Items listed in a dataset
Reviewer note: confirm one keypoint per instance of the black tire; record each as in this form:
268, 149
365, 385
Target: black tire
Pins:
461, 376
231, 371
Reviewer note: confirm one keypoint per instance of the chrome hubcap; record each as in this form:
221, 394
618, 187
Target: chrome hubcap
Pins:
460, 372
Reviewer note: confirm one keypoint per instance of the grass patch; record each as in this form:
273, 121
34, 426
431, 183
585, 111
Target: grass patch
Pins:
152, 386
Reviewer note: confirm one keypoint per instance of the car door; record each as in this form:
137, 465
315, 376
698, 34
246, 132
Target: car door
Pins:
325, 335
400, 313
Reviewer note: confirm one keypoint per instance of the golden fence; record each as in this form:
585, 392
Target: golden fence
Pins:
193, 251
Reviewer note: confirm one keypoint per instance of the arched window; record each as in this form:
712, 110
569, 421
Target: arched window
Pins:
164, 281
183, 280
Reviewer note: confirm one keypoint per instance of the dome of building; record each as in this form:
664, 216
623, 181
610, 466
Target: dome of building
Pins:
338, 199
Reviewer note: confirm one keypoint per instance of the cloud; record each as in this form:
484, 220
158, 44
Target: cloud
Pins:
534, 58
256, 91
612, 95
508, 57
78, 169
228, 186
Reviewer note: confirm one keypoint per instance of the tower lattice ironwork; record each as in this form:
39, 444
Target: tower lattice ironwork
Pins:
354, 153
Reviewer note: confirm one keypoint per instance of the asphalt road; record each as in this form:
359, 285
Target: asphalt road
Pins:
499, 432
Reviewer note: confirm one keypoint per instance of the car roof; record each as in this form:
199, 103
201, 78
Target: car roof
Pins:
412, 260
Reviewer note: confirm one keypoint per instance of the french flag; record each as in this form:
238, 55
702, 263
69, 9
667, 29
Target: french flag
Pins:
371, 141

■ Aim of the task:
Exactly as they stand, repeat all the records.

■ Task output:
Reviewer note: confirm one keypoint per instance of the black tire; record each as in this form:
268, 149
365, 385
Target: black tire
Pins:
461, 376
231, 371
Reviewer note: confirm one keypoint per instance of the chrome hubcap; record each as in this form:
221, 394
618, 187
Target: chrome hubcap
Pins:
460, 372
Reviewer note: confirm one keypoint per instance of the grass patch; record each as in this form:
273, 121
34, 426
431, 183
585, 111
Target: grass patch
Pins:
152, 386
Reviewer note: confirm one keypoint per instance of the car door; record each as in this form:
137, 465
315, 376
698, 34
246, 132
Target: car door
Pins:
325, 335
400, 313
Reviewer note: confirm one keypoint per instance of the golden fence; record each as in this form:
585, 392
Target: golden fence
Pins:
193, 251
Reviewer note: confirm one keypoint per instance of the arched window; record each as in this form:
712, 110
569, 421
Target: arched window
Pins:
164, 281
183, 280
Reviewer note: confirm one keypoint per instance of the dome of building; record each as in this form:
664, 216
623, 181
610, 466
Target: dome of building
Pins:
338, 199
Reviewer note: confirm one keypoint per instance of the cloud; record each as in this form:
484, 220
158, 44
Target: cloud
Pins:
534, 58
256, 91
612, 95
508, 57
78, 169
228, 186
Reviewer note: confirm one keypoint per instance of the tower lattice ironwork; record each as in this form:
39, 444
Target: tower lattice ironwork
Pins:
354, 153
Reviewer note: confirm one keypoint per instance of the asphalt road; record each as in this form:
359, 285
Target: asphalt road
Pins:
499, 432
Reviewer note: confirm one keypoint per instance of the car roof; record each as in this form:
199, 103
201, 78
Target: car roof
Pins:
412, 260
Reviewer note: confirm one keypoint per instance of the french flag; record each as in this form:
238, 55
702, 263
69, 9
667, 29
Target: french flag
Pins:
371, 141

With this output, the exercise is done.